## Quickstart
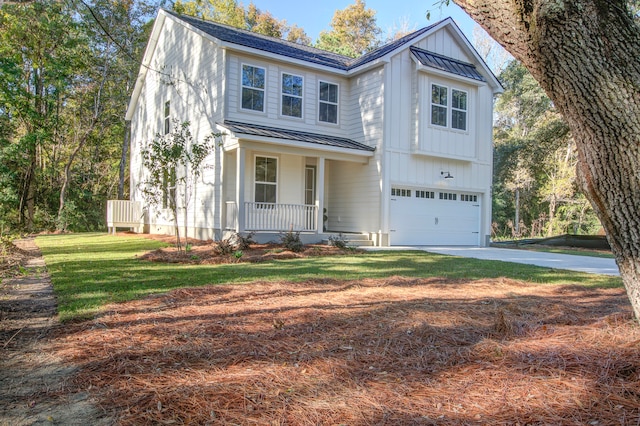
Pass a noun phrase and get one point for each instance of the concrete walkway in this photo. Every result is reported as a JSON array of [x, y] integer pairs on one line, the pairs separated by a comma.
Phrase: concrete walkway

#####

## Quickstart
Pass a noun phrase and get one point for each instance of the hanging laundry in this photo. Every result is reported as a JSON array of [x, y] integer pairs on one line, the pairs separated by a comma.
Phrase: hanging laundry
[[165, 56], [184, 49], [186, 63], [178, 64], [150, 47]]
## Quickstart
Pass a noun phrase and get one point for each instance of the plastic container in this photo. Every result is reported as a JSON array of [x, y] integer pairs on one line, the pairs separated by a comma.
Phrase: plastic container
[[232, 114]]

#####

Pull from the data each line where the string "walkway" turns up.

Pass a noun phrase and get one point for each instance of the concrete walkway in this photo. Every result is reported as a JSON array of [x, y] integer pairs on one line, the pairs separated by a comma.
Phrase: concrete walkway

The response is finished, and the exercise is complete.